#### Source text

Do you have any evidence to the contrary? (I suspect not…)
IAT –
I similarly find many of your comments insightful, but apparently in this realm you have revealed a preference to align yourself with the bastion of political correctness.
PB, why is this concept so difficult for you to grasp? They said that the applicants were equivalent. That means:
The same earnings
The same outstanding debt
The same quality of neighborhood for the house
The same cost of the house
The same size mortgage
The same credit history
The same age
The same sex
The same work history
Can you tell me something else that is allegedly different and relevant? If it is different by race, that doesn’t matter, because the analysis is based on people who are the same on that factor despite it differing, on average, by race, as long as that factor is a legitimate factor for the bank to use.
So, the only way that your explanation for the discrepancy (blacks are willing to commit financial suicide) works is if blacks with equivalent characteristics as whites are offered worse terms. If so, that’s discrimination.

########

Requests:
A: Count the lines of the records that contain the word "road", and give only that number.
B: Carry on the comment about mortgage lending and race, starting right after its final sentence.
The records below are unrelated to the text about mortgage lending and race.

#### The records

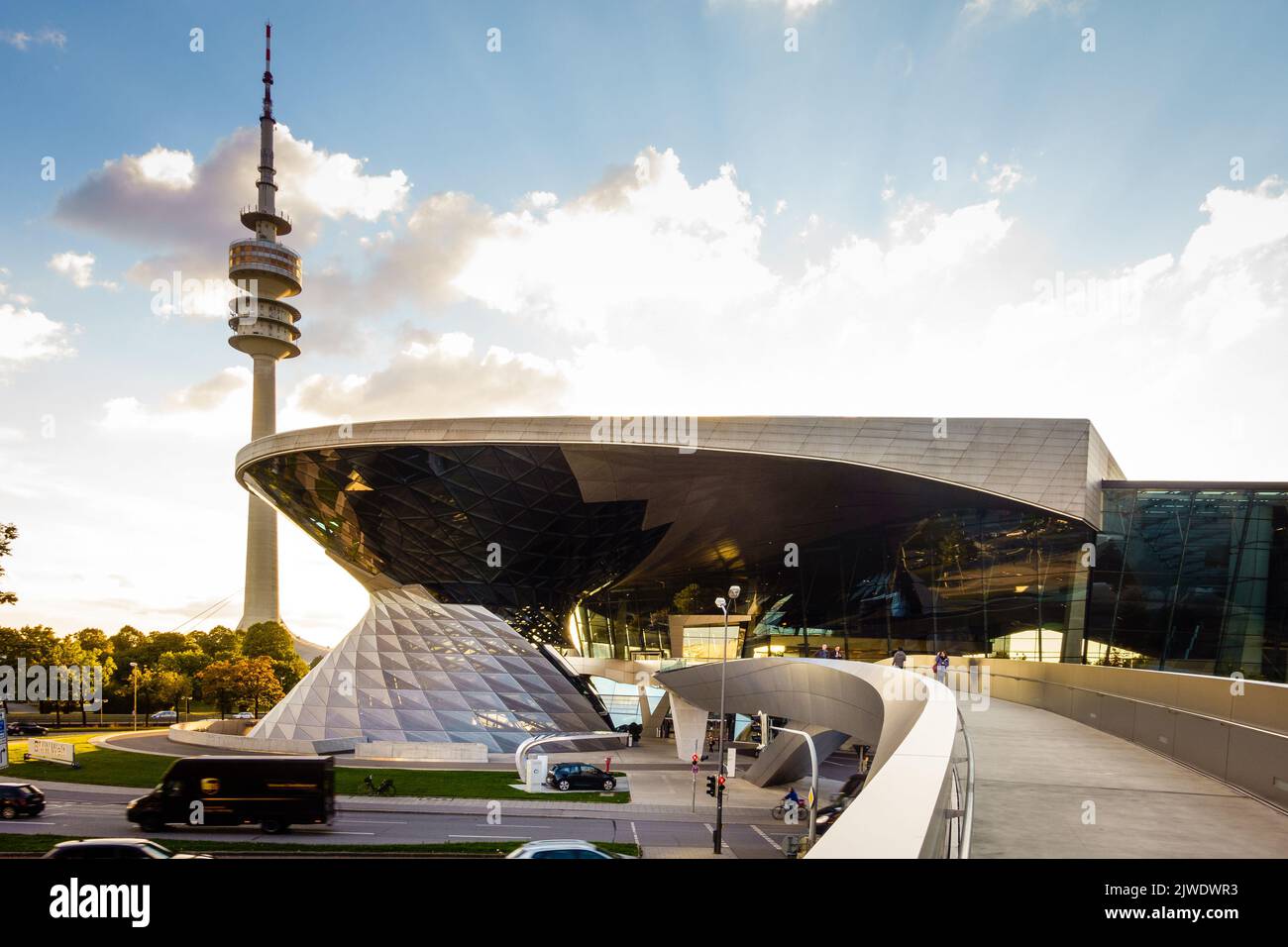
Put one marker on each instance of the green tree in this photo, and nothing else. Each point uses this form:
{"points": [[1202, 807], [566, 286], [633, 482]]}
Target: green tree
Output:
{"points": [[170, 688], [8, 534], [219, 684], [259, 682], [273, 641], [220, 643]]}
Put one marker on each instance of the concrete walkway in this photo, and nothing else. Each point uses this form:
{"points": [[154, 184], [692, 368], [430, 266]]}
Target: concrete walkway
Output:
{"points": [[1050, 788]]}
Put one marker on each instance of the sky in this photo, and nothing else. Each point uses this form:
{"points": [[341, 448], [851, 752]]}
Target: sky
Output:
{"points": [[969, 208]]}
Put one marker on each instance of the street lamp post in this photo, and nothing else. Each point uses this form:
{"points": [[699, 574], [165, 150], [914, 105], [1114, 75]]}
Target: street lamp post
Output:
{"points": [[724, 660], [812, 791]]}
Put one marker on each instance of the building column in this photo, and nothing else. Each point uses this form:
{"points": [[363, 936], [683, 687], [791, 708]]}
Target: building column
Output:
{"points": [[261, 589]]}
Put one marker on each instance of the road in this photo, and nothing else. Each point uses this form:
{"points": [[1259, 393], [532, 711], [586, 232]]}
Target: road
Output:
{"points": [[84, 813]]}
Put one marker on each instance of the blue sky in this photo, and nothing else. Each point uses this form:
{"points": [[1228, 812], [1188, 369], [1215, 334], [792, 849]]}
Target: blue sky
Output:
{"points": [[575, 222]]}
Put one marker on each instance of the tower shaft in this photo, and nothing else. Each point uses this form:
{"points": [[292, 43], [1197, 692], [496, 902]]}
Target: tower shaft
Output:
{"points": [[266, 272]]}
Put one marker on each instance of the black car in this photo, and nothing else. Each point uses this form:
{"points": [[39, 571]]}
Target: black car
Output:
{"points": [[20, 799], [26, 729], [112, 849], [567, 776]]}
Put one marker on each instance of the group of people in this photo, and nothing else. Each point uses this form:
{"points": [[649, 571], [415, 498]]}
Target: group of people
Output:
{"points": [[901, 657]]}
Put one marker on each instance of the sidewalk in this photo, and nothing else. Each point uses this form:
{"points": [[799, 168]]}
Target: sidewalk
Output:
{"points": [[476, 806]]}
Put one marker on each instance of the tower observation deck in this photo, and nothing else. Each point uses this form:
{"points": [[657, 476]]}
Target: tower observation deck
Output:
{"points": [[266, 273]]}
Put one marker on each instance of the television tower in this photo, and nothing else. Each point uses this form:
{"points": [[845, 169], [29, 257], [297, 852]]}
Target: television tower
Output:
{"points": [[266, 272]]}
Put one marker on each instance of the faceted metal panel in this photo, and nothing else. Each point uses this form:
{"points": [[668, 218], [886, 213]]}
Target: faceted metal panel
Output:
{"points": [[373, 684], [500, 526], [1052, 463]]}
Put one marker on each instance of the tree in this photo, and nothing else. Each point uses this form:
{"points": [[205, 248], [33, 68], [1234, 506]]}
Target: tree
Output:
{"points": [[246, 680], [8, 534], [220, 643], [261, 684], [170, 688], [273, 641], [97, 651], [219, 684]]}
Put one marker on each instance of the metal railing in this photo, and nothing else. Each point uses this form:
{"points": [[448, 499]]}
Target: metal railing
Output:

########

Task responses:
A: 2

B:
You obfuscate matters when you bring the social scientists’ concern (wanting to estimate a structural parameter) with the legal concern (wanting to see if people who apply are treated the same). In the first all your claims about your family not applying for the loan and such are relevant. The legal issue, however, does not concern itself with people who refuse to apply — the banks long ago established they should not be held accountable for making loans to people who do not ask for a loan. They can’t now turn around and explain the racially disparate loans they made to equally-qualified applicants on the basis of adverse selection into the pool of applicants. Again, that’s a legitimate statistical question, but an illegitimate legal one.
IAT
PS–I’m not being PC, I’m being American Discrimination is injustice, and patriots stand against it. Yet, as I already indicated, in the vast majority of cases one cannot use regression models to establish discrimination. Yes, I’ve read Freedman. And Rubin. And Holland. And more. In fact, I’ve contributed to that literature. In the vast majority of situations regression is not helpful. In lending, however, it is.
IAT
“They can’t now turn around and explain the racially disparate loans they made to equally-qualified applicants on the basis of adverse selection into the pool of applicants.”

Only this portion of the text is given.